● **TASK DETAILS**
Rewrite the lines starting with the line containing "Task: each instance of the stone column" and going on through the line containing "[[500, 549]]", replacing "gets one marker" with "receives one marker" and keeping everything else the same. Leave the pictures out of your answer.

[Coordinate annotation entries]
┄┄┄┄┄┄┄┄┄┄┄┄┄┄┄┄┄┄┄┄

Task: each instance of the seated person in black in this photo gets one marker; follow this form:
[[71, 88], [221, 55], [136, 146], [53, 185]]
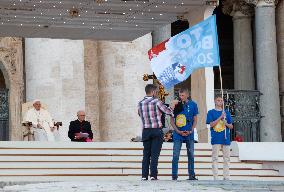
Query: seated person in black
[[80, 130]]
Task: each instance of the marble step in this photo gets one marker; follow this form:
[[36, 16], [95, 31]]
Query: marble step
[[70, 164], [87, 158], [167, 178], [126, 171]]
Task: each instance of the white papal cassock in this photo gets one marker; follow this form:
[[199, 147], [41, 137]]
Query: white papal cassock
[[43, 118]]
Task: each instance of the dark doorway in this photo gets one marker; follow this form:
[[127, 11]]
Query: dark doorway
[[4, 110], [226, 48]]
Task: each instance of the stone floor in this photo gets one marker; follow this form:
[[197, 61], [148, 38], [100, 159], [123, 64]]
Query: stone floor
[[145, 186]]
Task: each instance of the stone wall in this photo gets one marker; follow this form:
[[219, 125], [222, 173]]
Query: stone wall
[[92, 86], [55, 75], [11, 65], [121, 67]]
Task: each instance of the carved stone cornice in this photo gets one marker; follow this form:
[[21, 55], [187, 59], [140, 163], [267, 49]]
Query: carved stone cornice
[[230, 7], [268, 2], [9, 52]]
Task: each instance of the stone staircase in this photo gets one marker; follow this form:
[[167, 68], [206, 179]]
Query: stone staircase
[[65, 161]]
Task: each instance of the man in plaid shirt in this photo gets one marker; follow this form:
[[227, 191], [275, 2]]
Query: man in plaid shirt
[[150, 110]]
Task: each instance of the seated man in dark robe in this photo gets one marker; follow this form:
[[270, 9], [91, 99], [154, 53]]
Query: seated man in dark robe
[[80, 130]]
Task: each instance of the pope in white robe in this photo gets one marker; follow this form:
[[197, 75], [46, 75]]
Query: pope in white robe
[[42, 123]]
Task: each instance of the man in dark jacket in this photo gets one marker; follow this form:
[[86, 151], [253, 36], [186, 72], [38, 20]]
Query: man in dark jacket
[[80, 130]]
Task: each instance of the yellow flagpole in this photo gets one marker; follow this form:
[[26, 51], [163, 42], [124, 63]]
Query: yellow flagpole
[[222, 93]]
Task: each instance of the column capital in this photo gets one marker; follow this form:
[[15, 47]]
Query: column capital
[[263, 2], [237, 8]]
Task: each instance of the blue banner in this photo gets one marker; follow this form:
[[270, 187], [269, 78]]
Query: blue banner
[[174, 60]]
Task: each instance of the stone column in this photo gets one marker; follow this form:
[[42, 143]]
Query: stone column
[[267, 70], [121, 86], [11, 64], [280, 51], [243, 49], [92, 86]]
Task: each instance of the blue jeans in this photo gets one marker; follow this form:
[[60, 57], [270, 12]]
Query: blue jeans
[[190, 156], [152, 142]]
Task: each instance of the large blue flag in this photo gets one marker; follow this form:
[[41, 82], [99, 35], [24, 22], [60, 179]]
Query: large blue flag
[[174, 60]]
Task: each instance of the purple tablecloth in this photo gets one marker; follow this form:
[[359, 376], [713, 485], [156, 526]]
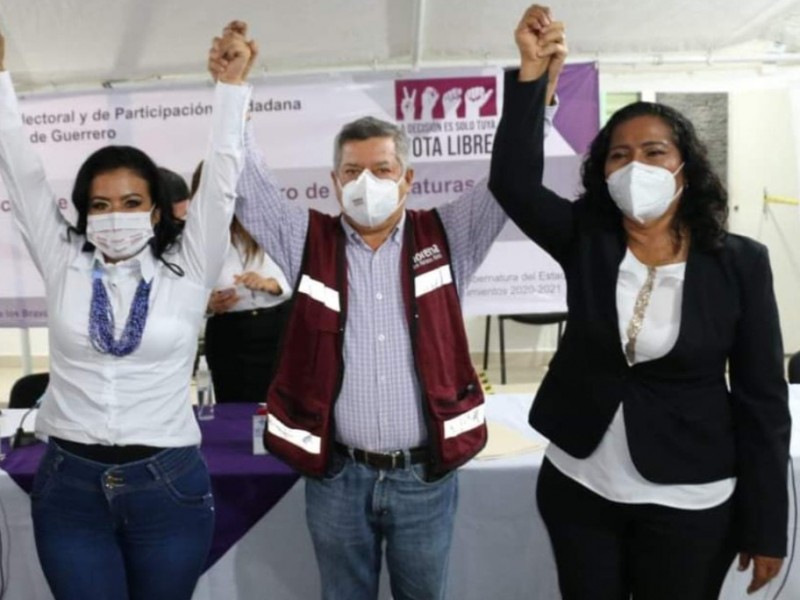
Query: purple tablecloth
[[245, 487]]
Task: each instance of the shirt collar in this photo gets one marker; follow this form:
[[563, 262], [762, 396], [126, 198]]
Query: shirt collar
[[395, 237], [142, 264]]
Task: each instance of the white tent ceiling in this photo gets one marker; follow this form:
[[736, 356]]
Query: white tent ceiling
[[55, 44]]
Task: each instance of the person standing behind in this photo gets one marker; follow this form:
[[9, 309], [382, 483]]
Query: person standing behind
[[177, 192], [659, 468], [375, 399], [121, 502], [248, 307]]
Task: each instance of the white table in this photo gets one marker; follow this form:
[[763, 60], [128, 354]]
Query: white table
[[500, 549]]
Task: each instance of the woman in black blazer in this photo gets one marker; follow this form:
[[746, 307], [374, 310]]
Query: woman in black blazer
[[660, 469]]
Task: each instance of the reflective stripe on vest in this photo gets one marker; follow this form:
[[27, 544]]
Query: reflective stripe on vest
[[319, 292], [466, 422], [298, 437], [432, 280]]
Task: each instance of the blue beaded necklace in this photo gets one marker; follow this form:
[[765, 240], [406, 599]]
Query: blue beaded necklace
[[101, 319]]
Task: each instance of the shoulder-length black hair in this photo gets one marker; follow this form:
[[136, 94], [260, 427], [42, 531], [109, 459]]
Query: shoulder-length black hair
[[110, 158], [703, 208]]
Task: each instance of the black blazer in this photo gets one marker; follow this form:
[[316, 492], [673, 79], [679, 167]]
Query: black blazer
[[684, 423]]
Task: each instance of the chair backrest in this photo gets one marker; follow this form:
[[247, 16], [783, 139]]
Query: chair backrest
[[538, 318], [27, 390], [794, 368]]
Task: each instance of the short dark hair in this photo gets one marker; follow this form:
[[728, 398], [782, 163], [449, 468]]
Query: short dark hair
[[366, 128], [703, 208], [111, 158], [173, 185]]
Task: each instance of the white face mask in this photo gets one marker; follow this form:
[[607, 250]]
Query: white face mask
[[643, 192], [368, 200], [119, 234]]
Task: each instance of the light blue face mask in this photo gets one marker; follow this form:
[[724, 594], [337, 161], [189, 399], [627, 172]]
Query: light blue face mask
[[120, 235]]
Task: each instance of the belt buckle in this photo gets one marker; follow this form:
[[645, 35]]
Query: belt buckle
[[113, 480], [396, 456]]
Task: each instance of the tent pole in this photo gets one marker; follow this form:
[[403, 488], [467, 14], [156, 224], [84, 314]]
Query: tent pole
[[419, 31], [27, 361]]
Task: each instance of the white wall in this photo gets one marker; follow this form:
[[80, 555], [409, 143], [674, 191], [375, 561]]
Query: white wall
[[762, 155]]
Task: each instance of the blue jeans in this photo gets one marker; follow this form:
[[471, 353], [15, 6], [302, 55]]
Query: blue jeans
[[137, 531], [352, 512]]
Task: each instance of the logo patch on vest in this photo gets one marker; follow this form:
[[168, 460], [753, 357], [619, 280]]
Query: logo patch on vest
[[426, 256]]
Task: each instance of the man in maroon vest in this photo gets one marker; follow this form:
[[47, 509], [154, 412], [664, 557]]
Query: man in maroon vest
[[375, 398]]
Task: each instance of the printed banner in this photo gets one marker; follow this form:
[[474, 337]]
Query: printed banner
[[450, 117]]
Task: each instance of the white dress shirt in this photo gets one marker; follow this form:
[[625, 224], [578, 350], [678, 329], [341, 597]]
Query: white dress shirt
[[142, 398], [609, 471], [236, 263]]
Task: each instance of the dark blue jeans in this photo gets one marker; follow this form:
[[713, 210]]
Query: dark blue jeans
[[138, 531], [357, 509]]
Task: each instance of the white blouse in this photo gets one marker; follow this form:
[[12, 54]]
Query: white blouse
[[236, 263], [142, 398], [609, 471]]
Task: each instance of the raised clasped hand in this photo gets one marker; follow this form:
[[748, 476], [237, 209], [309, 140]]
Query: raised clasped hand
[[232, 56]]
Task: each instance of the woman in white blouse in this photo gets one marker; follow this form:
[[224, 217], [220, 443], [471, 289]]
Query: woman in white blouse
[[659, 468], [248, 309], [121, 503]]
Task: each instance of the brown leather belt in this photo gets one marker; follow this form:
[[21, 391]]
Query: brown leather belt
[[384, 461]]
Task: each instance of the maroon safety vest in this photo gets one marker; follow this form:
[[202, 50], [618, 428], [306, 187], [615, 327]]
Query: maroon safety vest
[[300, 427]]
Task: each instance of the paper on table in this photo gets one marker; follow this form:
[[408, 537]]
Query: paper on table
[[507, 441]]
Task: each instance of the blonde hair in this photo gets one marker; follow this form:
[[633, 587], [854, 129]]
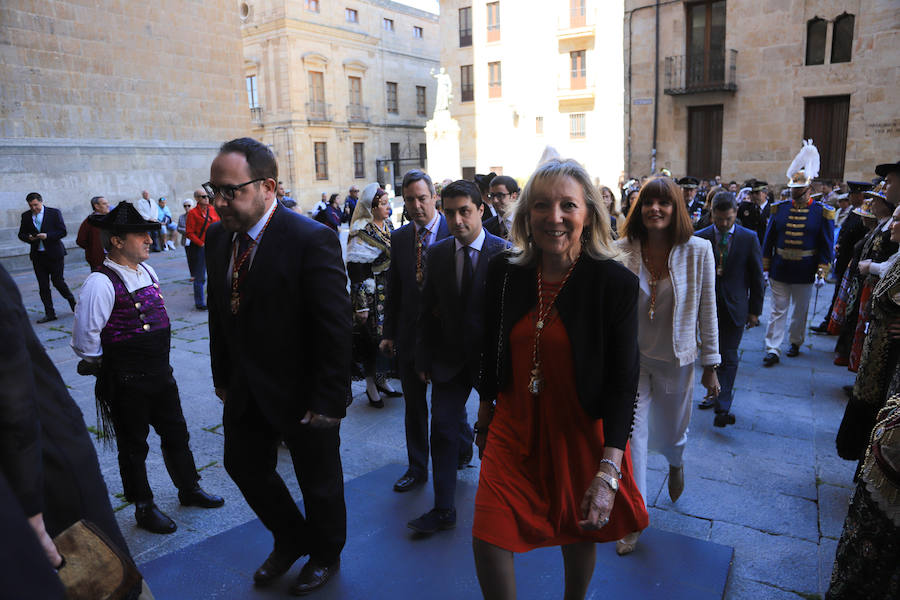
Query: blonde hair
[[596, 238]]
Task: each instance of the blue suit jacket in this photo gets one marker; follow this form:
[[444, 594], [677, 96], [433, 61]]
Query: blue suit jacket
[[52, 225], [401, 307], [740, 288], [450, 330]]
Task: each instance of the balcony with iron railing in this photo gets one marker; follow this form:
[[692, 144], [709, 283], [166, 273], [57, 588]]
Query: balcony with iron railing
[[318, 112], [357, 113], [700, 73]]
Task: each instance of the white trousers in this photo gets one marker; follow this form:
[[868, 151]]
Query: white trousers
[[662, 415], [783, 295]]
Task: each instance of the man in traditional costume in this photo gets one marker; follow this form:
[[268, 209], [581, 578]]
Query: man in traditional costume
[[122, 334]]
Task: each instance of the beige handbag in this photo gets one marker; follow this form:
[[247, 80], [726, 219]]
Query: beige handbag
[[94, 568]]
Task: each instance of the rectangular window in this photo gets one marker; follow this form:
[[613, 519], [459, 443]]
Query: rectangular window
[[252, 92], [320, 150], [493, 21], [578, 77], [825, 121], [392, 97], [705, 42], [466, 84], [359, 160], [705, 141], [420, 101], [577, 123], [465, 27], [495, 89]]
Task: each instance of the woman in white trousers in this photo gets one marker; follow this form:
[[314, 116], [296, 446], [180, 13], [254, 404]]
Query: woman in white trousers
[[677, 273]]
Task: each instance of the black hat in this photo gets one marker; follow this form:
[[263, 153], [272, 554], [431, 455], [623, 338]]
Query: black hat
[[886, 168], [124, 218], [859, 186]]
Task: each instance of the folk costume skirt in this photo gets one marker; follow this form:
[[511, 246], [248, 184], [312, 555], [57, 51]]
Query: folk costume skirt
[[542, 454]]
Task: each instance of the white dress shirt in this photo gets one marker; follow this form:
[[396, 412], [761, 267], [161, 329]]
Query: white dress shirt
[[96, 302], [474, 250]]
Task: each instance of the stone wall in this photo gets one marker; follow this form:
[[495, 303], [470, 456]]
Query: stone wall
[[764, 119], [110, 98]]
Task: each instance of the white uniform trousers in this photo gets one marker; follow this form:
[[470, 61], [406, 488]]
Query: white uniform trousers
[[662, 415], [783, 295]]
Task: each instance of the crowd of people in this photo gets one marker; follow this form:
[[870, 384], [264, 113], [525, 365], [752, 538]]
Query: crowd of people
[[577, 318]]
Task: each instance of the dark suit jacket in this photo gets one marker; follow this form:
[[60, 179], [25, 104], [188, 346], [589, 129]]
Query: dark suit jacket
[[450, 328], [403, 294], [52, 225], [598, 307], [740, 289], [288, 348]]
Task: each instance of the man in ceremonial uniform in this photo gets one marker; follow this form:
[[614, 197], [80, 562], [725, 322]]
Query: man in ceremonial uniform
[[796, 251], [852, 230], [122, 334], [753, 213]]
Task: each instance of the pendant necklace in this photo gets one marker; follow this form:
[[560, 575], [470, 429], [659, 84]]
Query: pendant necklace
[[536, 383]]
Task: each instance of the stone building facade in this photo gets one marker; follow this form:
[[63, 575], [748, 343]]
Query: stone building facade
[[111, 98], [526, 78], [735, 85], [341, 91]]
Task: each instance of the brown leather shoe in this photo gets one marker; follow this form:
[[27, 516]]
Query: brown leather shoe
[[276, 565], [314, 575]]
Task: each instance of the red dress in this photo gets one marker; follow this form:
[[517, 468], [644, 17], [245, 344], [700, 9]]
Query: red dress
[[542, 454]]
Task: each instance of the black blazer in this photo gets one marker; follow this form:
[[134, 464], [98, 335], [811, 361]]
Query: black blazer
[[740, 289], [288, 348], [52, 225], [449, 331], [403, 296], [598, 307]]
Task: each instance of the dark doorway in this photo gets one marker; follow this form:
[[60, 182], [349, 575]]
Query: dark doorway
[[705, 141], [825, 122]]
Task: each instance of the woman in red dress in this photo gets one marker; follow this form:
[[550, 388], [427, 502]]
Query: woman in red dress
[[558, 387]]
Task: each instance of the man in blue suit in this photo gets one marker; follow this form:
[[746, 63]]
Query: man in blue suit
[[451, 321], [739, 294], [43, 228], [409, 245]]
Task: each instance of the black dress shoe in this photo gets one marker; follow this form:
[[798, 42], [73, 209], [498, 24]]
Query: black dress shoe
[[314, 575], [198, 497], [276, 565], [723, 419], [149, 517], [435, 520], [465, 457], [408, 482]]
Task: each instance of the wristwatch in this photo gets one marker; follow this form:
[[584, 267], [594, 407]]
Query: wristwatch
[[611, 481]]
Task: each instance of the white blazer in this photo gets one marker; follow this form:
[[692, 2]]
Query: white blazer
[[692, 270]]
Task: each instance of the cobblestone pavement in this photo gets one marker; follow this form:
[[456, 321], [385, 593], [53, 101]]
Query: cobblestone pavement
[[771, 486]]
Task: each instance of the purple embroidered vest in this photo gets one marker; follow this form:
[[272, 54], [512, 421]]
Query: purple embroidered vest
[[134, 314]]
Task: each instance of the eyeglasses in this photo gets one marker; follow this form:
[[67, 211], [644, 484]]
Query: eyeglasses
[[227, 191]]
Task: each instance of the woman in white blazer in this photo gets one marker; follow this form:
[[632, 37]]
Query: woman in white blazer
[[677, 275]]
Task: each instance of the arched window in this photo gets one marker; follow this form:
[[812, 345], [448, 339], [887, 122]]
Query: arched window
[[815, 41], [842, 39]]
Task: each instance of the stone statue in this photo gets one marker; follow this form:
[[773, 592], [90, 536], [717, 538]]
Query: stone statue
[[442, 99]]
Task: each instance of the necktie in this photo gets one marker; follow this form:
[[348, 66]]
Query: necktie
[[466, 283]]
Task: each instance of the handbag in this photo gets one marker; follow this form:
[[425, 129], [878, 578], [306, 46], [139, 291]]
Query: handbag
[[93, 567]]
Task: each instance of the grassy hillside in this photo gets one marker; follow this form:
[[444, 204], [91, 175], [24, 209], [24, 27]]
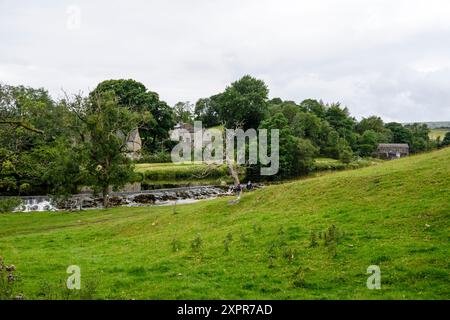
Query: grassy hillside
[[395, 215]]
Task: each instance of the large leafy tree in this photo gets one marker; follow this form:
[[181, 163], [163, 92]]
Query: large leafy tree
[[207, 111], [295, 154], [243, 103], [135, 96], [29, 122], [105, 128]]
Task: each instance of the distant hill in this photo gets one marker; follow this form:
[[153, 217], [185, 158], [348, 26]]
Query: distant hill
[[433, 124], [308, 239]]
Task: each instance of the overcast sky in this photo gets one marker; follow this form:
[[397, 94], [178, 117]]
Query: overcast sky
[[390, 58]]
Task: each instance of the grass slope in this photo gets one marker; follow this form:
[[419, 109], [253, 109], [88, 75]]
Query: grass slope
[[395, 215]]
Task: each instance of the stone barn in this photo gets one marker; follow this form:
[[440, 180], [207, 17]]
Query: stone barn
[[391, 151]]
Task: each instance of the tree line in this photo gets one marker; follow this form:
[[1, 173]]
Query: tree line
[[52, 146]]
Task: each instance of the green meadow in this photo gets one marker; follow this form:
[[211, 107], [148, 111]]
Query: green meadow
[[308, 239]]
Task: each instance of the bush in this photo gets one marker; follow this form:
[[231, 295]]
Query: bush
[[9, 204], [7, 280]]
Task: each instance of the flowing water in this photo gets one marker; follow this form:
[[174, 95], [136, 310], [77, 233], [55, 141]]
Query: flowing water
[[161, 197]]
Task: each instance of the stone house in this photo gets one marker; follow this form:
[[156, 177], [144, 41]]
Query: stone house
[[391, 151]]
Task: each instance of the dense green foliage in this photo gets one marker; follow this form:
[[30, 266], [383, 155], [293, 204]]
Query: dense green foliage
[[56, 147], [394, 215]]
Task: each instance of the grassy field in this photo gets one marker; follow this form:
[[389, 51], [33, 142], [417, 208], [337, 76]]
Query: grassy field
[[395, 215]]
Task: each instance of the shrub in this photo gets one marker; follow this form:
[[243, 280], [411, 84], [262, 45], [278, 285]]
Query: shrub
[[7, 281], [196, 244], [227, 242], [9, 204]]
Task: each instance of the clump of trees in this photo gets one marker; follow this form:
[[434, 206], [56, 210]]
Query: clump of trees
[[56, 147]]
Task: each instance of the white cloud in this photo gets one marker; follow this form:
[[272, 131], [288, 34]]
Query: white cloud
[[376, 56]]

┄┄┄┄┄┄┄┄┄┄┄┄┄┄┄┄┄┄┄┄

● **ANSWER TO THE TASK**
Task: each instance of the stone column in this photo receives one marker; follow this form:
[[42, 143]]
Query: stone column
[[267, 70], [121, 86], [11, 64], [280, 51], [243, 49], [92, 86]]
Task: each instance of the blue jeans in this photo receives one marker; follow this form:
[[60, 57], [270, 12]]
Query: blue jeans
[[190, 156], [152, 142]]
Task: each instance of the large blue flag in this photo receives one marker; follow this form:
[[41, 82], [99, 35], [24, 22], [60, 179]]
Query: large blue flag
[[174, 60]]
Task: each instance of the purple tablecloth in this photo receives one marker; follow this form:
[[359, 376], [713, 485], [156, 526]]
Query: purple tablecloth
[[245, 487]]
Task: each instance of the shirt collar in this photo receives one marker; follow this form:
[[563, 262], [762, 396], [126, 198]]
Query: shirt collar
[[395, 237], [142, 264]]
Task: each instance of the white tent ceiling in this photo receives one marker; follow this form:
[[736, 356]]
Query: white tent ceiling
[[55, 44]]
Task: each instance of the person standing behind in this photo receives one marker; follow this form:
[[9, 309], [382, 483]]
Query: person standing behind
[[177, 192], [659, 468], [375, 399], [121, 502], [248, 307]]
Task: each instance of the white table in this photo receives one marker; follow this form:
[[763, 60], [128, 354]]
Query: white table
[[500, 549]]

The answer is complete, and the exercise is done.